Such is Daniel’s intended fate. But he survives his prolonged electroshock “interrogation” in the compound’s secret tunnel labyrinth and is assigned grunt labor as a presumed newly made “retard” in the above-ground realm of Colonia founder Paul Schafer (Michael Nyqvist). Schafer is a self-styled minister whose strictly gender-segregated farm/retreat no one apparently ever leave — if they try, electrified barbed-wire fences offer a powerful dissuasion.

Lena applies as a noviate, learning quickly that this supposed place of worshipful retreat is more like 60% concentration camp meets 40% Jonestown. Women are ruthlessly subjugated, and sometimes chosen for violent abuse at the evening “men’s gatherings.” Headmistress Gisela (Richenda Carey) hisses “You look like a slut” at our heroine (who’s dressed about as provocatively as Mary Poppins), then whips her when Lena has the nerve to almost faint from exhaustion during field work. Meanwhile, “Father” Schafer seems to have created a pederast’s paradise for himself, with his pick of young boys he’s had raised collectively, separated from their individual parents.

Despite all this mayhem, and the seemingly rigid discipline in daily operation, our leads seem to find loads of opportunities to sneak off together, plotting their escape. Eventually (after about 130 days which as played seem to pass in around five minutes) they attempt it, carrying damning evidence of the crimes here to alert the outside world. As if it weren’t already melodramatically hectic, “Colonia” at this juncture turns into a long, breathless chase that does not stint on miraculous last-second interventions of fate.

That sort of thing is fine for a “Taken” movie. But the approach seems glaringly false in a story about a real-life prison nightmare where life was evidently a bleak, soul-crushing misery — not one close-shave thrill after another. Strangely choosing not to directly articulate Colonia Dignita aka Villa Baviera’s actual Nazi ties (“Angel of Death” Josef Mengele was suspected to have lived there in hiding for a while), Gallenberger & Co. leave pic wide open to accusations of tasteless exploitation in depicting the place’s sadism, sexual perversion, misogyny and occasional lederhosen-wearing celebrations of Teutonic kitsch.

A different film might have tried to inhabit this hermetically sealed cult’s world of terror and absurdity. But “Colonia” feels so outside-looking-in that instead its effect is crassly sensational, the laughs not grotesque but unintentional ones. Perhaps the unfunniest thing here is the extent to which a two-hour drama triggered by brutal Chilean political suppression manages to downplay, even almost forget that element after its first reel. “The disappeared” disappear once more here, overshadowed by European marquee stars and pulpy thriller hokum.

## COLLECTED DATA
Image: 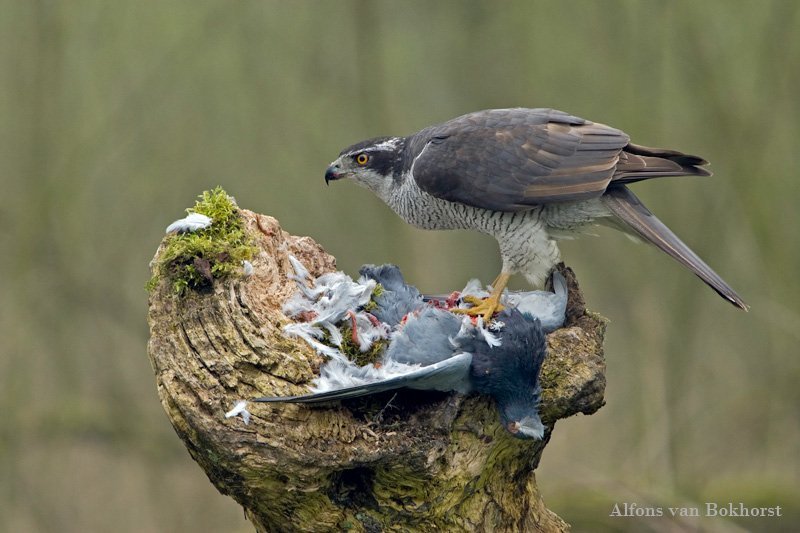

## DIRECTIONS
In the film review, translate this sentence into Spanish: "A different film might have tried to inhabit this hermetically sealed cult’s world of terror and absurdity."

## WRITTEN RESPONSE
Una película distinta podría haber intentado habitar el mundo de terror y absurdo de esta secta herméticamente cerrada.